(Entries drawn from a collection)
• • • • • • •
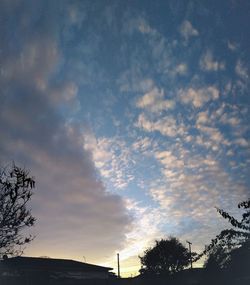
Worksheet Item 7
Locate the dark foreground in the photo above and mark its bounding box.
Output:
[0,270,250,285]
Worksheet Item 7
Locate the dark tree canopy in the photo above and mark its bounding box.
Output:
[140,237,190,275]
[0,164,35,256]
[199,197,250,276]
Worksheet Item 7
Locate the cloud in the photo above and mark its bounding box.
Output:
[136,87,175,112]
[235,60,249,80]
[179,20,199,41]
[0,0,131,261]
[136,114,185,137]
[200,50,225,71]
[179,86,219,108]
[84,133,134,189]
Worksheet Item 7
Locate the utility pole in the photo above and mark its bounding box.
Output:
[117,253,121,278]
[186,240,193,269]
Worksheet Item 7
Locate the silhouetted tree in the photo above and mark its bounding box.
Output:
[0,164,35,256]
[139,237,190,275]
[196,199,250,260]
[197,200,250,278]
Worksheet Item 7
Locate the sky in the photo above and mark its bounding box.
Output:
[0,0,250,276]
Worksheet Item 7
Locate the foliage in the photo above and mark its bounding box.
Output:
[140,237,190,275]
[197,200,250,275]
[0,164,35,256]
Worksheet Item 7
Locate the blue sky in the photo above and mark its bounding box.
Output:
[0,0,250,275]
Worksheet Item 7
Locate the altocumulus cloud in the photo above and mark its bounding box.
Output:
[0,1,131,260]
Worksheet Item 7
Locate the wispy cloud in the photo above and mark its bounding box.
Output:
[179,86,219,108]
[179,20,199,41]
[200,50,225,71]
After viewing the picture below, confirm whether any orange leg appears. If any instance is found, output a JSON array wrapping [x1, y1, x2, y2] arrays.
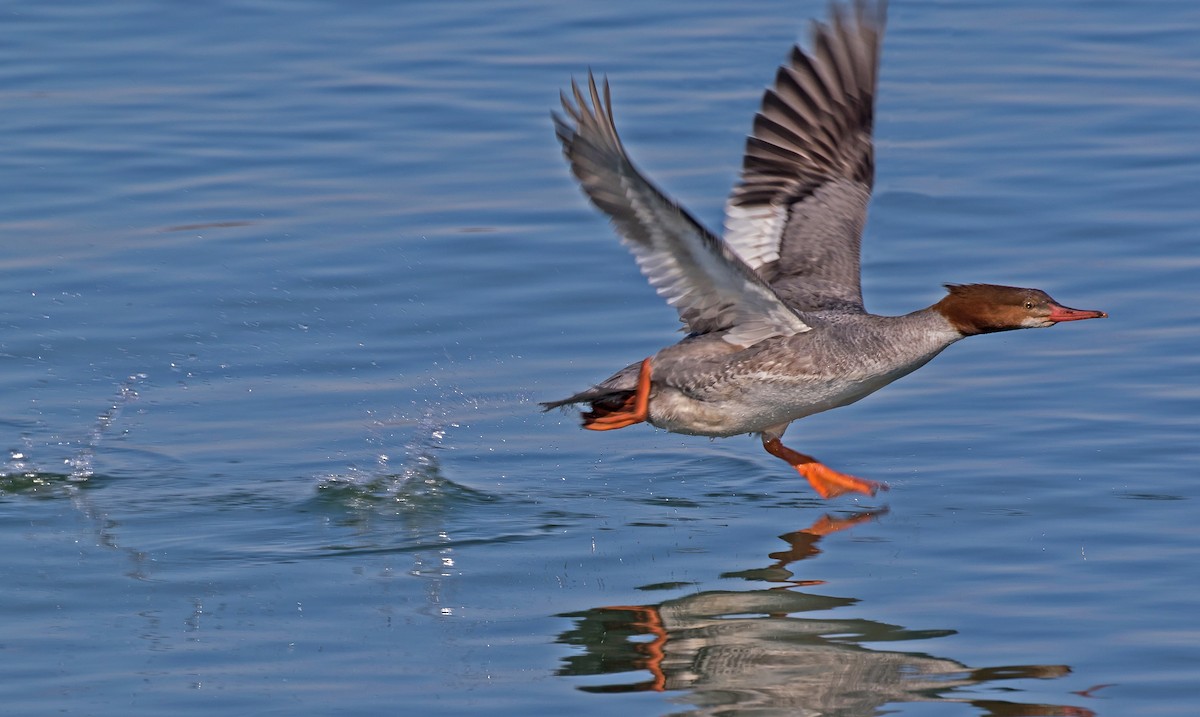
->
[[583, 359, 650, 430], [762, 436, 888, 498]]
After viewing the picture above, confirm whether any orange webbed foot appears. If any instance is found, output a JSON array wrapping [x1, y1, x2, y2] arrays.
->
[[762, 438, 888, 499], [583, 359, 650, 430]]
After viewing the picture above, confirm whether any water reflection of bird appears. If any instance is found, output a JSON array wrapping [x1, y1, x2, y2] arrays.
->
[[542, 0, 1105, 498], [558, 516, 1093, 717]]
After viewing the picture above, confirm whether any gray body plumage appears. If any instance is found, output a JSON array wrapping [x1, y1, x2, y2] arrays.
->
[[544, 1, 962, 436]]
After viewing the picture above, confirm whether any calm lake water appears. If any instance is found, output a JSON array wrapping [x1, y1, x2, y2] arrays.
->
[[0, 0, 1200, 717]]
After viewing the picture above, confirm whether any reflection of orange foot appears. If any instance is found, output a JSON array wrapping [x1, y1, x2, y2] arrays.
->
[[601, 604, 667, 692], [583, 359, 650, 430], [801, 508, 888, 540], [762, 438, 888, 498]]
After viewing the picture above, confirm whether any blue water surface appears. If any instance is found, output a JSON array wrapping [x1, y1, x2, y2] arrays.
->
[[0, 0, 1200, 717]]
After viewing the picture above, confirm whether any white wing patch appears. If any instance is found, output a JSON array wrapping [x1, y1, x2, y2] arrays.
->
[[554, 74, 809, 347]]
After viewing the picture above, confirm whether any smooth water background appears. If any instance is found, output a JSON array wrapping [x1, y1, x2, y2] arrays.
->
[[0, 0, 1200, 716]]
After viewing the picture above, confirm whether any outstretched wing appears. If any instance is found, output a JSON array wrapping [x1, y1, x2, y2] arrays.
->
[[553, 73, 809, 345], [725, 0, 886, 312]]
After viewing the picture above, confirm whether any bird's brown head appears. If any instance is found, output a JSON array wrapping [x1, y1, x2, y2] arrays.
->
[[934, 284, 1108, 336]]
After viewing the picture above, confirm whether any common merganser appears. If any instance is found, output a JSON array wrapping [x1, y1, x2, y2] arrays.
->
[[541, 0, 1108, 498]]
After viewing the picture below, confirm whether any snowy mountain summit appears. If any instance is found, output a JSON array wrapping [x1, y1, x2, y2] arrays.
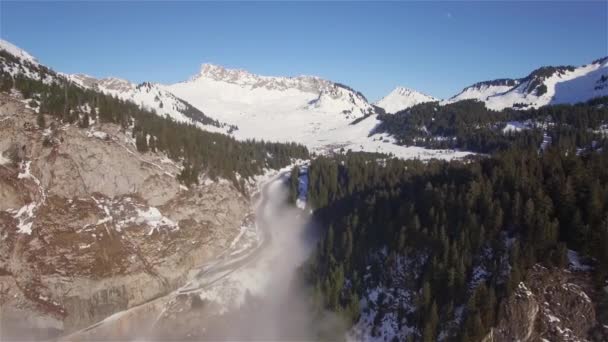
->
[[0, 39, 38, 65], [376, 87, 439, 113], [444, 57, 608, 110]]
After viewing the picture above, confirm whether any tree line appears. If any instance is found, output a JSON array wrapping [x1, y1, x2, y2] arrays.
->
[[302, 147, 608, 341], [0, 51, 308, 190]]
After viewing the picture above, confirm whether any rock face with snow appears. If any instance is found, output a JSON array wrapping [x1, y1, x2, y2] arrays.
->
[[484, 265, 608, 342], [65, 74, 236, 133], [0, 93, 249, 340], [443, 78, 520, 103], [376, 87, 439, 113], [445, 57, 608, 110], [164, 64, 374, 142]]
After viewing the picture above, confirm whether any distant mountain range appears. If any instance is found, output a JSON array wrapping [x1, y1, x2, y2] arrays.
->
[[0, 40, 608, 158]]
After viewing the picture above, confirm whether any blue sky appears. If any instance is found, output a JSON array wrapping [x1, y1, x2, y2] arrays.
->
[[0, 0, 608, 101]]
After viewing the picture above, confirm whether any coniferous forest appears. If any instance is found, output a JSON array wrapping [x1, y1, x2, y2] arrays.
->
[[292, 103, 608, 341], [377, 98, 608, 153], [0, 51, 308, 190]]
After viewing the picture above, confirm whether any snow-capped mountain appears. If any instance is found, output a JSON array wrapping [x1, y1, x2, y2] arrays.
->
[[442, 78, 521, 104], [0, 39, 39, 65], [164, 64, 466, 159], [376, 87, 439, 113], [165, 64, 374, 120], [445, 57, 608, 110], [0, 40, 230, 133]]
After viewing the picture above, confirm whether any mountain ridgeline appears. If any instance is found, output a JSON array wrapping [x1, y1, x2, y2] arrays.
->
[[0, 51, 308, 190], [375, 97, 608, 153], [292, 147, 608, 341]]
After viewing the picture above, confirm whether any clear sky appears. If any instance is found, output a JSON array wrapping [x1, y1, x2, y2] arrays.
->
[[0, 0, 608, 101]]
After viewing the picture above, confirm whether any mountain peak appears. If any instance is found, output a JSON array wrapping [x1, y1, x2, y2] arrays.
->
[[376, 86, 439, 113], [191, 63, 254, 83], [0, 39, 39, 65]]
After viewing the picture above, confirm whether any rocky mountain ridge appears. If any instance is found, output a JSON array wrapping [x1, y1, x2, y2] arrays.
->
• • • • • • •
**EXERCISE TASK:** Repeat every line of the listing above exactly, leaving out the pictures.

**WORKED SOLUTION:**
Worksheet Item 7
Locate the dark foreground in the photo above and mark its bounding box.
Output:
[0,270,250,285]
Worksheet Item 7
Locate the dark tree canopy in the photo above and mark its bounding box.
Output:
[140,237,190,275]
[0,164,35,256]
[199,197,250,276]
Worksheet Item 7
Locate the cloud in the photo above and mark its bounding box.
Output:
[136,87,175,112]
[235,60,249,80]
[179,20,199,41]
[0,0,131,261]
[136,114,185,137]
[200,50,225,71]
[179,86,219,108]
[84,133,134,189]
Worksheet Item 7
Locate the utility pole in the photo above and mark its bounding box.
Output:
[117,253,121,278]
[186,240,193,269]
Worksheet Item 7
Locate the silhouetted tree in the photo above and mark its bounding box.
Output:
[0,164,35,256]
[139,237,190,275]
[196,199,250,260]
[197,200,250,278]
Worksheet Item 7
Locate the sky in the photo above and mark its bounding box.
Output:
[0,0,250,276]
Worksheet Item 7
Locate the foliage in the photo above and mark its bounding box.
Output:
[140,237,190,275]
[197,200,250,275]
[0,164,35,256]
Worksheet Item 7
Locate the blue sky in the photo above and mark its bounding box.
Output:
[0,0,250,275]
Worksheet Item 7
Locate the altocumulus cloud in the photo above and mark its bounding box.
Output:
[0,1,131,260]
Worksheet Item 7
Locate the wispy cloud in the photo above and mark its bounding box.
Output:
[179,86,219,108]
[179,20,199,41]
[200,50,225,71]
After viewing the picture below, confirm whether any orange leg appears. If any instance is found, output a JSON array wrapping [x1, y1, x2, y2] arrays.
->
[[583, 359, 650, 430], [762, 436, 888, 498]]
After viewing the picture above, confirm whether any orange webbed foot appears. If any instance is found, output a JSON array wrapping [x1, y1, x2, y2] arrays.
->
[[762, 438, 888, 499], [583, 359, 650, 430]]
After viewing the picture above, confirm whether any water reflection of bird appears. If any instance is found, output a JSON array wrapping [x1, y1, x2, y2] arrays.
->
[[542, 0, 1105, 498], [558, 516, 1093, 717]]
After viewing the picture above, confirm whether any gray body plumage appears. If any instance is found, output a JSON array wrapping [x1, y1, x2, y2] arrays.
->
[[544, 1, 962, 436]]
After viewing the picture above, confirm whether any calm lake water appears. If any instance is found, output a JSON array wrapping [x1, y1, x2, y2] arrays.
->
[[0, 0, 1200, 717]]
After viewing the picture above, confirm whether any reflection of orange foot appears. If any instance is found, output a JSON array wrapping [x1, y1, x2, y2] arrays.
->
[[601, 604, 667, 692], [583, 359, 650, 430], [801, 508, 888, 540], [762, 438, 888, 498]]
After viewing the picture above, confirm whether any blue water surface appears. If any instance is found, output a JSON array wrapping [x1, y1, x2, y2] arrays.
->
[[0, 0, 1200, 717]]
After viewing the picture above, confirm whether any white wing patch appears. If any instance is found, output a JSON array wrapping [x1, y1, x2, y2] arrays.
->
[[554, 74, 809, 347]]
After viewing the picture above, confirm whether any smooth water background appears. If any instance is found, output a JSON array wrapping [x1, y1, x2, y2] arrays.
->
[[0, 0, 1200, 716]]
After viewing the picture above, confirm whether any outstretched wing appears. If any instance is found, output a JSON array wrapping [x1, y1, x2, y2] arrays.
->
[[553, 73, 809, 345], [725, 0, 886, 312]]
After viewing the picture above, confirm whether any bird's brown head appears. If any instance is found, output a JSON array wrapping [x1, y1, x2, y2] arrays.
->
[[934, 284, 1108, 336]]
After viewing the picture above, confirm whether any common merganser appears. If any instance is found, output a JSON array wrapping [x1, y1, x2, y2] arrays.
->
[[541, 0, 1108, 498]]
After viewing the picture below, confirm whether any snowy mountain summit appears. If any instance is found, output a JSON array wrapping [x1, y1, x2, y2] arrays.
->
[[0, 39, 38, 65], [376, 87, 439, 113], [444, 57, 608, 110]]
After viewing the picture above, confirm whether any tree line appears. If any instance is found, output a JSON array wrapping [x1, y1, x2, y2] arrays.
->
[[302, 147, 608, 341], [0, 51, 308, 190]]
After viewing the picture above, confirm whether any rock face with snow appears. If any instance is found, output a JSON array wrapping [x1, y1, x2, y2] arrays.
->
[[484, 265, 608, 342], [65, 74, 236, 133], [0, 93, 249, 340], [443, 78, 520, 103], [376, 87, 439, 113], [445, 57, 608, 110], [164, 64, 374, 142]]
After viewing the picture above, confirm whether any distant mountain range appears. If any instance is found, output a JSON array wrapping [x1, y1, x2, y2] arrays.
->
[[0, 40, 608, 158]]
After viewing the picture above, confirm whether any blue sky appears. If any instance is found, output a JSON array wrapping [x1, y1, x2, y2] arrays.
->
[[0, 0, 608, 101]]
After viewing the picture above, confirm whether any coniferous forest appears. If any instance is found, output a JSON array wrapping [x1, y1, x2, y2] arrays.
->
[[292, 103, 608, 341], [377, 98, 608, 153], [0, 51, 308, 190]]
After viewing the picture above, confirm whether any snow-capped mountain appears. If any instance is found, output a JSON array wrapping [x1, y1, x2, y2] arrays.
->
[[442, 78, 521, 104], [0, 39, 39, 65], [164, 64, 466, 159], [376, 87, 439, 113], [165, 64, 374, 120], [445, 57, 608, 110], [0, 40, 230, 133]]
After viewing the picture above, confirm whether any mountain ridgeline appears. If any instance is found, output a JSON array wrapping [x1, y1, x2, y2] arrays.
->
[[0, 51, 308, 190], [375, 97, 608, 153], [292, 147, 608, 341]]
After viewing the picture above, confirm whether any clear sky appears. If any instance is found, output a JSON array wrapping [x1, y1, x2, y2] arrays.
->
[[0, 0, 608, 101]]
After viewing the picture above, confirm whether any mountain peak appears. If any instance is found, output a JSON array wrapping [x1, y1, x2, y2] arrays.
->
[[376, 86, 439, 113], [191, 63, 254, 83], [0, 39, 39, 65]]
After viewing the picture above, confirm whether any rocky mountain ridge appears. If any instance is found, output a JSON array wrapping [x1, y1, x2, y2] arrays.
->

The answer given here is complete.